» **SELECTED EXTRACT**
◇ ◇ ◇ ◇ ◇ ◇ ◇

# Example of a projective bimodule with isomorphic left and right duals

What is an example of a non-free finitely generated $$R$$-bimodule $$M$$ satisfying

i) $$M$$ is projective as both a left and right $$R$$-module

ii) the right dual $$\mathrm{Hom}_R(M,R)$$ and the left dual $$_R\mathrm{Hom}(M,R)$$ are isomorphic as bimodules,

where $$R$$ is a noncommutative unital algebra defined over a field $$k$$ with non-zero characteristic.

• Why does $M=R$ not work? Feb 26 '20 at 23:17
• I guess I want a non-trivial example. Feb 26 '20 at 23:33
• You mean that $M$ is not free? Feb 26 '20 at 23:40
• yes, I have put this in the question Feb 26 '20 at 23:42
• Just a minor rant about terminology. $M=R$ is not free as a bimodule. Also, a bimodule that is projective on the left and on the right is not necessarily a projective bimodule. Feb 27 '20 at 9:49

Take $$G$$ a nonabelian finite group of size coprime to $$p$$, and $$k$$ a field of characteristic $$p>0$$. Then $$k[G]$$ is semisimple (Maschke's theorem), so every module on left or right is projective.

◇ ◇ ◇ ◇ ◇ ◇ ◇

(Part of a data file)
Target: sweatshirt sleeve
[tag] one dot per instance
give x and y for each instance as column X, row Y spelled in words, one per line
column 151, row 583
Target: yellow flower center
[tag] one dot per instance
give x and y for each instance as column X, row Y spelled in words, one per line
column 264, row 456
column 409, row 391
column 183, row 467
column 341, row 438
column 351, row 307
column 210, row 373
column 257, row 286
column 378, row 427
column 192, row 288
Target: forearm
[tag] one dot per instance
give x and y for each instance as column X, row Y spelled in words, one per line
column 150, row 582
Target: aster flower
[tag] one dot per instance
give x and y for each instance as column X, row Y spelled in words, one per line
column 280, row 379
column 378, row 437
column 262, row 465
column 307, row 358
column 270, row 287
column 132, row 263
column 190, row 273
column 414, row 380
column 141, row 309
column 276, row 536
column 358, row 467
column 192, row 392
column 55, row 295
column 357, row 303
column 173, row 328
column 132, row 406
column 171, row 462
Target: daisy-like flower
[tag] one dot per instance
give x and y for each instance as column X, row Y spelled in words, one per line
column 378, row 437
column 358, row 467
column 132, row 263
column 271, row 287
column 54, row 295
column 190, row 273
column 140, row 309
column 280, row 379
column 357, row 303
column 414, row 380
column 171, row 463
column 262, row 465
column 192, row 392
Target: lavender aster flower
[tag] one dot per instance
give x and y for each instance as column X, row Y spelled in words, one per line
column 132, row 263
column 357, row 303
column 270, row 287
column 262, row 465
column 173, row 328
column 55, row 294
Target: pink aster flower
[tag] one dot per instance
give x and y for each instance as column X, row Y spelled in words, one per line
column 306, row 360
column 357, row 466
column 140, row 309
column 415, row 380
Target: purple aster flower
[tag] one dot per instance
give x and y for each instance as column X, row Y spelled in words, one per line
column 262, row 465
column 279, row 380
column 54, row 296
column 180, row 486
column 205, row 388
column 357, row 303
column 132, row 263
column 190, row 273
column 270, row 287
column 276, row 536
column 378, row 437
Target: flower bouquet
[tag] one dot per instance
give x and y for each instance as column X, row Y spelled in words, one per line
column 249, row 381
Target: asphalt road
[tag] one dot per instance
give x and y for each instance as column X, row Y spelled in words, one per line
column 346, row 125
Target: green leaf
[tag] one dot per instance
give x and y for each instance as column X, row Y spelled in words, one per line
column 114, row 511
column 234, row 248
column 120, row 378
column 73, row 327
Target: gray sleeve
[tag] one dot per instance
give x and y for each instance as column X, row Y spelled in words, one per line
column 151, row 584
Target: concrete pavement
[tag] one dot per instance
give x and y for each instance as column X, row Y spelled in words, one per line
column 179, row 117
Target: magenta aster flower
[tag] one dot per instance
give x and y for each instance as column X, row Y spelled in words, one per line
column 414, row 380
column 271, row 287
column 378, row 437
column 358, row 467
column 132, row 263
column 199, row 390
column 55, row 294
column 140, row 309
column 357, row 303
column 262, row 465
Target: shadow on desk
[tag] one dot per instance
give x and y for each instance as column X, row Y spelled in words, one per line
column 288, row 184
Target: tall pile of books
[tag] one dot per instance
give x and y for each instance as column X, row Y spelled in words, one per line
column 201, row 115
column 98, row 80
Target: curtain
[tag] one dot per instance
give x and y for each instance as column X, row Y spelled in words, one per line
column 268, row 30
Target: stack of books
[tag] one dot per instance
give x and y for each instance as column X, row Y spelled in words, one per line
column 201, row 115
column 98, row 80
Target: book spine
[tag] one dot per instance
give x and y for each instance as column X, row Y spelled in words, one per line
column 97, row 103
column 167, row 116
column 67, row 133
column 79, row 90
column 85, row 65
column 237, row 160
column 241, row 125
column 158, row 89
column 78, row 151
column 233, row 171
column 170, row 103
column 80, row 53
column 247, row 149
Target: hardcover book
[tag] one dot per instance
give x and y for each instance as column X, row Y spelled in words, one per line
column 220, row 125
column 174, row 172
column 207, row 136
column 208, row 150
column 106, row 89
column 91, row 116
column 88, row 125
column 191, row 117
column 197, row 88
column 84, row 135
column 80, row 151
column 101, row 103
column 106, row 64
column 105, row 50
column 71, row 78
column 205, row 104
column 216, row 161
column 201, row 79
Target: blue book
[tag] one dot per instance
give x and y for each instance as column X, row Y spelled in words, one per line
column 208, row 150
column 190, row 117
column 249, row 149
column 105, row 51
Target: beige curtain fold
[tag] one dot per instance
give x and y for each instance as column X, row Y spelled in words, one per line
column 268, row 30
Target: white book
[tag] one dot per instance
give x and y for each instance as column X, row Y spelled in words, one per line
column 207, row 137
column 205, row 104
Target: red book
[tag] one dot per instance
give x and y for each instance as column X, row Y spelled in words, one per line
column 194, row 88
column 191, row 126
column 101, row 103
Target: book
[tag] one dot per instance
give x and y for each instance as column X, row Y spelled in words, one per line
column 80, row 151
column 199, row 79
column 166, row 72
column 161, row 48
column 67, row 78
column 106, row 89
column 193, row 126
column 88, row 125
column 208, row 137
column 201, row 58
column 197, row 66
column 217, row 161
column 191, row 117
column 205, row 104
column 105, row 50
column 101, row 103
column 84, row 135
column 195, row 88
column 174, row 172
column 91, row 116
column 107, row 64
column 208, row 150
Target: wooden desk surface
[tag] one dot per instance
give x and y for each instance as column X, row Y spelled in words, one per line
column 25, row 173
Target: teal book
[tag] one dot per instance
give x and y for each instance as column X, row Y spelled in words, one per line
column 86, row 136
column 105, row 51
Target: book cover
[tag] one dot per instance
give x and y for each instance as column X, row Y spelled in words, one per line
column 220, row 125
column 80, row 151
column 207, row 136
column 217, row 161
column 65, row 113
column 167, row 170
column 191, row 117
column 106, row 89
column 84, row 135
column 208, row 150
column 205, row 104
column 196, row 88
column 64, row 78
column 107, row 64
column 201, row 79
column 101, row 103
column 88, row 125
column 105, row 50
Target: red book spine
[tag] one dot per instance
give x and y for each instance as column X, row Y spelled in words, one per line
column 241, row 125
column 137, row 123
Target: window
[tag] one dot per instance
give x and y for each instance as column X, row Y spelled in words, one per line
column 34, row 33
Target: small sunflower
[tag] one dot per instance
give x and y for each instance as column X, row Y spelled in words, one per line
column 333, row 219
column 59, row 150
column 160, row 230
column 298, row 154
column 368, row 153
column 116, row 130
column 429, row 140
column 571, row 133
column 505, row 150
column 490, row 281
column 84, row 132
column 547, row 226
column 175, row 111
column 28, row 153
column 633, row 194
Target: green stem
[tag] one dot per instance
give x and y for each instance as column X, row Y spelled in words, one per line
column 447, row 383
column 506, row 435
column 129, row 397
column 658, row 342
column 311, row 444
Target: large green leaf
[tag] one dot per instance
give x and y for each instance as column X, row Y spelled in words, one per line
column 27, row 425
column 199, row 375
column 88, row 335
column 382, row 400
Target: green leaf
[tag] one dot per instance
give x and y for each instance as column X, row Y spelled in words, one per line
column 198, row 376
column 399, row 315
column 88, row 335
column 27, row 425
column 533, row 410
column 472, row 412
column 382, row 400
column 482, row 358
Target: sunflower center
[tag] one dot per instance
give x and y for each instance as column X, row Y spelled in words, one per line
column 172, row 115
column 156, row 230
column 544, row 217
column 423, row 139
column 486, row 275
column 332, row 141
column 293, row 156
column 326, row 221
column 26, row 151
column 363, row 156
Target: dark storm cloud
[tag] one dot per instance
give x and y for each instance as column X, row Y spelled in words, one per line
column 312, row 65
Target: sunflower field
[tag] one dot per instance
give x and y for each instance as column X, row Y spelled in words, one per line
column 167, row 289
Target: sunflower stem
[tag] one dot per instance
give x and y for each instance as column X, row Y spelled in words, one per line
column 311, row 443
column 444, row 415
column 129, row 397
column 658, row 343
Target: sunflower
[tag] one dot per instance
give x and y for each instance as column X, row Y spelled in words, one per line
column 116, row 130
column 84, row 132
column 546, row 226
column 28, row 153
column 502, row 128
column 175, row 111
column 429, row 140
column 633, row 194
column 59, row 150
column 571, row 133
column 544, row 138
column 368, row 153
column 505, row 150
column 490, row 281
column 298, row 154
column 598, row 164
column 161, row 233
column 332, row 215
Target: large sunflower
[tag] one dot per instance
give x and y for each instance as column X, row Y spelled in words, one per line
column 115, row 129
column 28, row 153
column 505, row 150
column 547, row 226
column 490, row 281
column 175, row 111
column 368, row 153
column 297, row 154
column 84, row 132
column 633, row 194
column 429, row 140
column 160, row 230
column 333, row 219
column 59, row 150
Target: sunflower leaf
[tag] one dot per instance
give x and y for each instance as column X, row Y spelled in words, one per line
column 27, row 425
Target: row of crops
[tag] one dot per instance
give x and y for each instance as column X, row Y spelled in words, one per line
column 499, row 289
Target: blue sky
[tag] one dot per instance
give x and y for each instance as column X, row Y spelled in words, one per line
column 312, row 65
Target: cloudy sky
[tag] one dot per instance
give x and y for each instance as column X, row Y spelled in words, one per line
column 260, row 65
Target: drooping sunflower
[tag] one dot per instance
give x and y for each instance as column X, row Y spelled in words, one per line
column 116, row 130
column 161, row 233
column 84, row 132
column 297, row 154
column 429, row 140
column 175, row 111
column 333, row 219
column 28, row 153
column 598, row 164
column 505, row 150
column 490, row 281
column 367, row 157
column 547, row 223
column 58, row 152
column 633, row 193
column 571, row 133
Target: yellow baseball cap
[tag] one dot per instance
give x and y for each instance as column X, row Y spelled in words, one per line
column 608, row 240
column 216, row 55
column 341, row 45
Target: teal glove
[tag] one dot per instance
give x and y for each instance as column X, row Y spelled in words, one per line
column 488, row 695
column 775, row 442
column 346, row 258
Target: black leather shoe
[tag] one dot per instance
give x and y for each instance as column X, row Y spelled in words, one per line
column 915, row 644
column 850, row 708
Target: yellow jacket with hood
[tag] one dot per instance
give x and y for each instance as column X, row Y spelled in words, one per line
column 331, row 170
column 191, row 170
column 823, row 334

◇ ◇ ◇ ◇ ◇ ◇ ◇

» **TO-DO LIST**
(a) Does each statement agree with the thread on projective bimodules? Answer yes or no for each, and quote the deciding words of the thread.
(i) The question requires $R$ to be defined over a field of non-zero characteristic.
(ii) One comment claims that a bimodule projective on the left and on the right is always a projective bimodule.
(iii) The answer takes $G$ to be an abelian finite group.
(b) In the thread on projective bimodules, which theorem does the answer cite to show that $k[G]$ is semisimple?
(c) Carry on the thread on projective bimodules, starting after its final sentence.
The rows stand apart from the thread on projective bimodules.

» **OUTPUTS FOR THE TASKS**
(a)
(i) Yes: "where $$R$$ is a noncommutative unital algebra defined over a field $$k$$ with non-zero characteristic."
(ii) No: "a bimodule that is projective on the left and on the right is not necessarily a projective bimodule."
(iii) No: "Take $$G$$ a nonabelian finite group of size coprime to $$p$$"

(b) Maschke's theorem.

(c)
In particular, take $$\underline{k}$$ to be the trivial representation of $$G$$. So this is a bimodule projective on both sides, and $$\mathrm{Hom}_G(\underline{k}, k[G])={_G\mathrm{Hom}}(\underline{k}, k[G])=\underline{k}$$, as bimodules (both of these being naturally the same subspace of $$k[G]$$, i.e. $$\langle\sum_{g \in G}g\rangle$$).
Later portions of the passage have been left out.